▶ Given exercise
Transcribe every entry word for word. Skip the pictures.

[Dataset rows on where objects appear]
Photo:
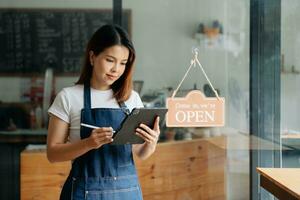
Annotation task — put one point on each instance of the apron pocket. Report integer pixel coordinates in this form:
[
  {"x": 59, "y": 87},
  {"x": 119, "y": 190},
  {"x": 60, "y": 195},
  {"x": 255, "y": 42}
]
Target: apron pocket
[
  {"x": 125, "y": 155},
  {"x": 132, "y": 193}
]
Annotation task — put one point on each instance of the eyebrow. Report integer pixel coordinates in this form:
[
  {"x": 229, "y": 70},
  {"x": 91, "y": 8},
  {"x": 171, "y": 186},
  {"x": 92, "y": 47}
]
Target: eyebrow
[{"x": 115, "y": 57}]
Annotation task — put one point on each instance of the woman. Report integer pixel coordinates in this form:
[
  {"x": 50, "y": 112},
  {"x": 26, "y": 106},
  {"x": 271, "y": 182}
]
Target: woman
[{"x": 101, "y": 97}]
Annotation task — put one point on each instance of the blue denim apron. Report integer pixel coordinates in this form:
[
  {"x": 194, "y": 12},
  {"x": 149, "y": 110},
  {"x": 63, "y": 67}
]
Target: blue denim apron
[{"x": 106, "y": 173}]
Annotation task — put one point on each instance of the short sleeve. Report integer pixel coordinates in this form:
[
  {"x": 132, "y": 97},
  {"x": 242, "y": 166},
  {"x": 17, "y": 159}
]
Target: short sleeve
[{"x": 61, "y": 106}]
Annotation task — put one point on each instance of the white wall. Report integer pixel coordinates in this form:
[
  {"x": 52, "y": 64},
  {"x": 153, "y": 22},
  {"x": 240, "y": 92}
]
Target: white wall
[{"x": 290, "y": 47}]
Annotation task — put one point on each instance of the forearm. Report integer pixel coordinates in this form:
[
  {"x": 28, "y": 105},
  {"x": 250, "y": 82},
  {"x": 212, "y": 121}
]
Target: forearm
[
  {"x": 144, "y": 151},
  {"x": 67, "y": 151}
]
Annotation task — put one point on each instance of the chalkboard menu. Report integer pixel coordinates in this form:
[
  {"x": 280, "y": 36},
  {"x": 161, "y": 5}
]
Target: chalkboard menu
[{"x": 32, "y": 40}]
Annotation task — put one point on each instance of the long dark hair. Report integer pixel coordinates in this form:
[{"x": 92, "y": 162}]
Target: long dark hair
[{"x": 105, "y": 37}]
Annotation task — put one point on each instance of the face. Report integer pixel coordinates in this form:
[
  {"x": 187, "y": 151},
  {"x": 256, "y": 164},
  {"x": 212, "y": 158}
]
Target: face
[{"x": 108, "y": 66}]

▶ Task output
Photo:
Annotation task — put one point on each instance of the apron pocket. Report integer pixel coordinates in this form:
[
  {"x": 59, "y": 87},
  {"x": 119, "y": 190},
  {"x": 60, "y": 195},
  {"x": 255, "y": 42}
]
Target: apron pocket
[
  {"x": 125, "y": 155},
  {"x": 132, "y": 193}
]
Annotation task — put one point on each instance of the eyebrow. Report integer pixel coordinates in this form:
[
  {"x": 229, "y": 70},
  {"x": 91, "y": 8},
  {"x": 171, "y": 186},
  {"x": 92, "y": 47}
]
Target: eyebrow
[{"x": 115, "y": 57}]
Annotation task — put one point on each instance of the woman. Report integer pixel coordinates in this form:
[
  {"x": 50, "y": 112},
  {"x": 26, "y": 106},
  {"x": 271, "y": 182}
]
Target: woman
[{"x": 101, "y": 97}]
Annotation task — put one point on each instance of the blue denim apron. Report integer pixel coordinates in this form:
[
  {"x": 194, "y": 12},
  {"x": 149, "y": 110},
  {"x": 63, "y": 67}
]
Target: blue denim apron
[{"x": 106, "y": 173}]
Annotation task — put one point on each instance of the short sleeve. Report integer pixel coordinates in this form:
[
  {"x": 132, "y": 97},
  {"x": 242, "y": 166},
  {"x": 17, "y": 159}
]
Target: short sleeve
[{"x": 61, "y": 106}]
Annotation task — put one point on each instance of the white wall. Report integer pixel coordinates in this form:
[
  {"x": 52, "y": 64},
  {"x": 153, "y": 22},
  {"x": 240, "y": 92}
]
Target: white wall
[{"x": 290, "y": 47}]
Annotation task — put one point on each instance of the forearm. Report integer pixel coordinates in this form:
[
  {"x": 28, "y": 105},
  {"x": 250, "y": 82},
  {"x": 212, "y": 121}
]
Target: forearm
[
  {"x": 144, "y": 151},
  {"x": 67, "y": 151}
]
Annotation task — put one point on each instance of the chalkboard menu. Report integer pixel coordinates in this form:
[
  {"x": 280, "y": 36},
  {"x": 161, "y": 5}
]
Target: chalkboard menu
[{"x": 32, "y": 40}]
Annotation task — put one point on each instance of the long dark hair. Report integer pixel coordinates in this form:
[{"x": 92, "y": 162}]
Target: long dark hair
[{"x": 105, "y": 37}]
Annotation task — put one point on each instance of the face. Report integer pixel coordinates in this form:
[
  {"x": 187, "y": 151},
  {"x": 256, "y": 164},
  {"x": 212, "y": 158}
]
Target: face
[{"x": 108, "y": 66}]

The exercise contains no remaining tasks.